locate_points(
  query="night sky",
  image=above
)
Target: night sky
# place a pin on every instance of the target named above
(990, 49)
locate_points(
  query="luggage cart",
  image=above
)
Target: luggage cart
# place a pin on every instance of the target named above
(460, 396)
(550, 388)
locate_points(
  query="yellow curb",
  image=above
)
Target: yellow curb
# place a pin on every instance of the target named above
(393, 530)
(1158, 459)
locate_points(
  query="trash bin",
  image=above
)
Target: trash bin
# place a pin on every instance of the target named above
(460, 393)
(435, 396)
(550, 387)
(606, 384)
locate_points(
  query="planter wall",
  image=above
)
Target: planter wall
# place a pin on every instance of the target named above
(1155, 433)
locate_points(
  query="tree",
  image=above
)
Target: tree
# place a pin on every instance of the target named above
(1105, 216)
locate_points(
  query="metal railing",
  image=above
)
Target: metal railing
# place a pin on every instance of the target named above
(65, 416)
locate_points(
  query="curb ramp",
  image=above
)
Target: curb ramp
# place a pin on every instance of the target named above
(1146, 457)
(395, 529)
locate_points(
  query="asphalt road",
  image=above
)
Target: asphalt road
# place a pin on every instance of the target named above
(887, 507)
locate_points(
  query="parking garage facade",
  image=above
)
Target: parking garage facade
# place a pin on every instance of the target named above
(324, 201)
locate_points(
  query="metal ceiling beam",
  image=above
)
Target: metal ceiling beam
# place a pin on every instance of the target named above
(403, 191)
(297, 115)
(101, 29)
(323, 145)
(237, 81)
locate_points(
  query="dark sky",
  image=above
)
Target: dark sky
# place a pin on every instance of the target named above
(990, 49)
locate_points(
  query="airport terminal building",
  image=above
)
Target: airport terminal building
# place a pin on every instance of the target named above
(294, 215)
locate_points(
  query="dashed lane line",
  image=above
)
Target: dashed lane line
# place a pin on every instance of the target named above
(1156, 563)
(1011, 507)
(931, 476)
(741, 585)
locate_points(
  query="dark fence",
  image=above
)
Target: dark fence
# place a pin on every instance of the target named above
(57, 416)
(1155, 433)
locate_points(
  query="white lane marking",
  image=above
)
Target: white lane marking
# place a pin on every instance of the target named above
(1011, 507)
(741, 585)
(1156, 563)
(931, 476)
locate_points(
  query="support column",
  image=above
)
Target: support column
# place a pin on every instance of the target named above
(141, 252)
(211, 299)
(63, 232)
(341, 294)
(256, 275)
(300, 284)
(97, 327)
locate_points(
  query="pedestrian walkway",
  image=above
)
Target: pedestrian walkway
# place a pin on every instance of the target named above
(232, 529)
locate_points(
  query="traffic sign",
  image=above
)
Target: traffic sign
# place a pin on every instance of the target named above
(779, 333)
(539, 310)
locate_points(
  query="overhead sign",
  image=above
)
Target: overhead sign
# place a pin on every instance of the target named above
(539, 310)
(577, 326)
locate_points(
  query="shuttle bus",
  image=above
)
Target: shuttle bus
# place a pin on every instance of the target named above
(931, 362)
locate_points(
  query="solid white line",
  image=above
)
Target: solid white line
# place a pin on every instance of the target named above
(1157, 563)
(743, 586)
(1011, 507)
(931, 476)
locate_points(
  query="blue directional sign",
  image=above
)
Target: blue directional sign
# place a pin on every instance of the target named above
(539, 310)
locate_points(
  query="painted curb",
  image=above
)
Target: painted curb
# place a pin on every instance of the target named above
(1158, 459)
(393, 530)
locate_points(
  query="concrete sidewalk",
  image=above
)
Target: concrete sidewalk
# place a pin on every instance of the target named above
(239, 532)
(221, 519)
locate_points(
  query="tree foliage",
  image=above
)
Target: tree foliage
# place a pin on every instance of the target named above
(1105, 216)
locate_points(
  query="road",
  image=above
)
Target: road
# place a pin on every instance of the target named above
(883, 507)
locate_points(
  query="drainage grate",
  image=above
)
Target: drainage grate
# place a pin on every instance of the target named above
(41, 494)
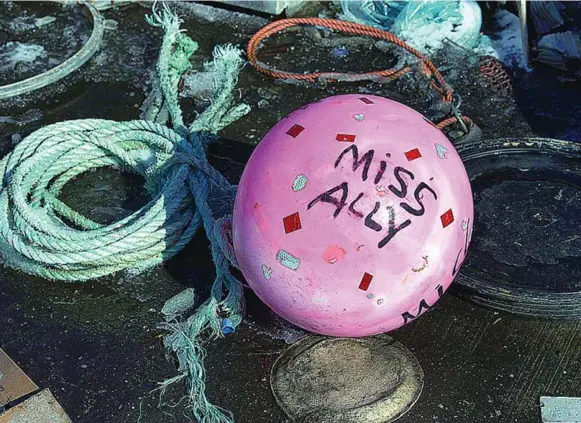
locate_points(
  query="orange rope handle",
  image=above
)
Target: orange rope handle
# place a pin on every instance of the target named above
(350, 28)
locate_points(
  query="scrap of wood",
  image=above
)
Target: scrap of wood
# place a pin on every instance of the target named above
(40, 408)
(14, 383)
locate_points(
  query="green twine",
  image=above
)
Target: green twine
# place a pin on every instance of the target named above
(42, 236)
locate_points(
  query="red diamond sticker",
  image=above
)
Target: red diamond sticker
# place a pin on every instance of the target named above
(413, 154)
(345, 137)
(447, 218)
(295, 131)
(292, 223)
(365, 282)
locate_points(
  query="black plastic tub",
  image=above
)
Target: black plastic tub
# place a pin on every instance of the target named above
(525, 255)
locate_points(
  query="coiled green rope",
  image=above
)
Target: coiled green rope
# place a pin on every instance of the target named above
(42, 236)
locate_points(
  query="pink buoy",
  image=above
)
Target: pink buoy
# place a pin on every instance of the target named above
(353, 216)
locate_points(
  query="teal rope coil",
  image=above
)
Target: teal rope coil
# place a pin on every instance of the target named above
(41, 235)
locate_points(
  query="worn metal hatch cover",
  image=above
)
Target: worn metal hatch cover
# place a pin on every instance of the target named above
(525, 255)
(346, 380)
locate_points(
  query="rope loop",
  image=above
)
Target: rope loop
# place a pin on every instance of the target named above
(438, 83)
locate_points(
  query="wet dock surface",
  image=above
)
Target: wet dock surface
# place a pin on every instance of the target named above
(96, 346)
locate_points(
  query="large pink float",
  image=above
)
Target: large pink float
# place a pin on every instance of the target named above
(353, 216)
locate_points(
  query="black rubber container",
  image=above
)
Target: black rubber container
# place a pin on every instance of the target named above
(525, 255)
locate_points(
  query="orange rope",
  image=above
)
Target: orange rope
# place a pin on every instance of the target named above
(351, 28)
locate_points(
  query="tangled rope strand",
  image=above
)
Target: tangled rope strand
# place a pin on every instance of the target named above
(350, 28)
(42, 236)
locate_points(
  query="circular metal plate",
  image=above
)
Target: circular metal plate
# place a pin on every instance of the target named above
(347, 380)
(525, 255)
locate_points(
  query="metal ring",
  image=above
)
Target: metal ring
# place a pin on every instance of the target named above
(65, 68)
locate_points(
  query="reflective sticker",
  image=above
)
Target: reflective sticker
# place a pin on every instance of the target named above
(288, 260)
(447, 218)
(267, 271)
(441, 151)
(300, 183)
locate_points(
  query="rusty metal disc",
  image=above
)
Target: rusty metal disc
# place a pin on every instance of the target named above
(346, 380)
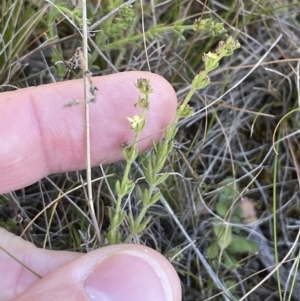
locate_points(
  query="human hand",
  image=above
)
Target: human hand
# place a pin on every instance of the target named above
(38, 136)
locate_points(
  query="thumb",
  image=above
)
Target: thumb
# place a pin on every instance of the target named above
(114, 273)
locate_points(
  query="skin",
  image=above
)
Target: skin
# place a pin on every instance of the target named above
(39, 136)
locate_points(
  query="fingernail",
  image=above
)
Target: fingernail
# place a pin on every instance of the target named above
(128, 277)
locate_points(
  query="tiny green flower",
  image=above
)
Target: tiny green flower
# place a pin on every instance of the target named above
(136, 122)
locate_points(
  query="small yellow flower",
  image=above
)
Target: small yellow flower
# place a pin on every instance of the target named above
(134, 121)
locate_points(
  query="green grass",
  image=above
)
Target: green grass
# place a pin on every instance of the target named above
(231, 141)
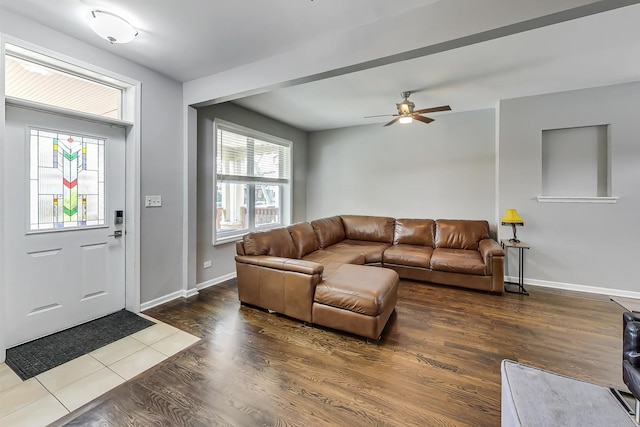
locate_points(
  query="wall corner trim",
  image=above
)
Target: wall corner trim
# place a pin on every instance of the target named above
(570, 199)
(167, 298)
(185, 294)
(216, 281)
(576, 287)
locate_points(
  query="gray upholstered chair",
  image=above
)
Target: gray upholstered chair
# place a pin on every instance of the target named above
(631, 356)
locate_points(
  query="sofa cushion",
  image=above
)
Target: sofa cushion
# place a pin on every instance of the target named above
(458, 261)
(414, 232)
(460, 233)
(364, 290)
(304, 238)
(369, 228)
(372, 251)
(276, 242)
(408, 255)
(325, 257)
(329, 231)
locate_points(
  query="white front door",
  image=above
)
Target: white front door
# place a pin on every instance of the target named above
(64, 181)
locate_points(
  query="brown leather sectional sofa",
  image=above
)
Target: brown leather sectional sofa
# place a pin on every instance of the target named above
(323, 272)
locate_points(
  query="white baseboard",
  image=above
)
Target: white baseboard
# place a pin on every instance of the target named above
(576, 287)
(216, 281)
(185, 294)
(169, 297)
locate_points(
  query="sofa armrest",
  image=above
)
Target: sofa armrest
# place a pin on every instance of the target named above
(489, 248)
(284, 264)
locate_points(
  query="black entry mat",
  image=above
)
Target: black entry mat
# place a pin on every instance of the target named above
(35, 357)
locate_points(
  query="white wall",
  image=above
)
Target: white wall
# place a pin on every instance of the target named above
(574, 244)
(222, 256)
(161, 151)
(445, 169)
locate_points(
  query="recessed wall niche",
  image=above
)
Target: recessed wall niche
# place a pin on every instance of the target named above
(575, 162)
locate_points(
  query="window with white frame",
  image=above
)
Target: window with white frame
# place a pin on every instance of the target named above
(252, 181)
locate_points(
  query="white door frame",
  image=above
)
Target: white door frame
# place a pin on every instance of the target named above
(131, 114)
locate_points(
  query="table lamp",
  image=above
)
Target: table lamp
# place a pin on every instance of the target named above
(512, 218)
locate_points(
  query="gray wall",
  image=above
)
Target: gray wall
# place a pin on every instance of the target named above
(574, 243)
(445, 169)
(161, 152)
(222, 256)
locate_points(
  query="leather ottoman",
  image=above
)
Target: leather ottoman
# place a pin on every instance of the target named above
(356, 299)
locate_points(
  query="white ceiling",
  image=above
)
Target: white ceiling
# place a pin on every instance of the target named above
(190, 39)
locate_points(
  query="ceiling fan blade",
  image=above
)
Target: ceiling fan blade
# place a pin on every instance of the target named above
(421, 118)
(392, 121)
(380, 115)
(433, 109)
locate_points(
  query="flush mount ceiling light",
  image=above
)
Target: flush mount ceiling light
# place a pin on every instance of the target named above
(111, 27)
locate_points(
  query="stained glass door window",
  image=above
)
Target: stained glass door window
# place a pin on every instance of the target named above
(66, 180)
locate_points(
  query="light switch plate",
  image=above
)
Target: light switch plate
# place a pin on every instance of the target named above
(152, 201)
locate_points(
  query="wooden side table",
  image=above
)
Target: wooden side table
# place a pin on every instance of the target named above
(521, 246)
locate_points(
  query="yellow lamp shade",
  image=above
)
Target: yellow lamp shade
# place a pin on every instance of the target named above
(512, 217)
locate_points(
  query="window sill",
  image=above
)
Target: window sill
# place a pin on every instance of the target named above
(227, 240)
(568, 199)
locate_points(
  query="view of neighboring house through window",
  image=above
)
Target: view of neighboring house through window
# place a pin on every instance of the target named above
(252, 181)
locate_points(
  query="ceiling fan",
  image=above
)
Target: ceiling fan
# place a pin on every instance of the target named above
(406, 112)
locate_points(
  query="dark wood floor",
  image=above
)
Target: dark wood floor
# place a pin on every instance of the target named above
(438, 363)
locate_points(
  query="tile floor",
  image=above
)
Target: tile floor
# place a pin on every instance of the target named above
(51, 395)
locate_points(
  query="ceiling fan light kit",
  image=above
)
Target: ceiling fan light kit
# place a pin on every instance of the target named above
(407, 113)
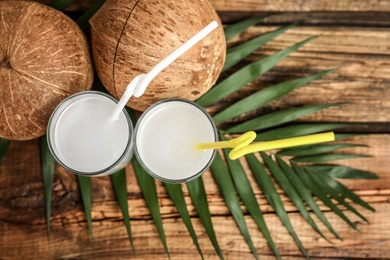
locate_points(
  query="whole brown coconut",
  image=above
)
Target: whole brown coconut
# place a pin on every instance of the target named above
(44, 58)
(130, 37)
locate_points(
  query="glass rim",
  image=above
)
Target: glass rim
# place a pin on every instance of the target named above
(193, 176)
(92, 173)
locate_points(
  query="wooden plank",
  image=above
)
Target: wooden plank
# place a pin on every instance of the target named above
(299, 6)
(274, 6)
(22, 216)
(362, 55)
(317, 18)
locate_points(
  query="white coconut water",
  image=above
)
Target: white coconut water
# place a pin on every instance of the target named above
(85, 139)
(166, 138)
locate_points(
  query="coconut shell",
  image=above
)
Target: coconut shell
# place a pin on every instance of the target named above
(129, 37)
(44, 58)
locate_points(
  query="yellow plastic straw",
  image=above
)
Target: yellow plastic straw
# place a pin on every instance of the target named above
(242, 144)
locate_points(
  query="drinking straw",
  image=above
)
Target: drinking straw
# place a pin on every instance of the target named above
(242, 144)
(139, 84)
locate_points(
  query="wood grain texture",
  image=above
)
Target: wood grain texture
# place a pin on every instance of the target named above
(354, 35)
(362, 56)
(22, 217)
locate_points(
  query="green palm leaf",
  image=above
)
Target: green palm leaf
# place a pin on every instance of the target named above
(3, 148)
(118, 181)
(305, 194)
(149, 192)
(176, 194)
(277, 118)
(342, 172)
(316, 149)
(247, 74)
(47, 165)
(273, 197)
(60, 4)
(297, 130)
(199, 199)
(82, 21)
(329, 157)
(237, 28)
(86, 195)
(248, 197)
(306, 178)
(240, 52)
(342, 189)
(225, 185)
(290, 191)
(334, 194)
(265, 96)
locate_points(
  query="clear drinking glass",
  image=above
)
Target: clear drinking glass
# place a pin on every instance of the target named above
(85, 140)
(166, 136)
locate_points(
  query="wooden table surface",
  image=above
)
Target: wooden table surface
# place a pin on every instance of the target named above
(354, 35)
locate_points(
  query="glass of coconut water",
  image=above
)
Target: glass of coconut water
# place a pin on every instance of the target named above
(166, 138)
(85, 140)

============

◆ EXERCISE ◆
Locate every line in the records above that contains the string "texture", treating uppercase and lowercase as different, and copy each of those lines.

◆ OUTPUT FOR THIS EXERCISE ◆
  query="wood grain texture",
Target: wood grain texture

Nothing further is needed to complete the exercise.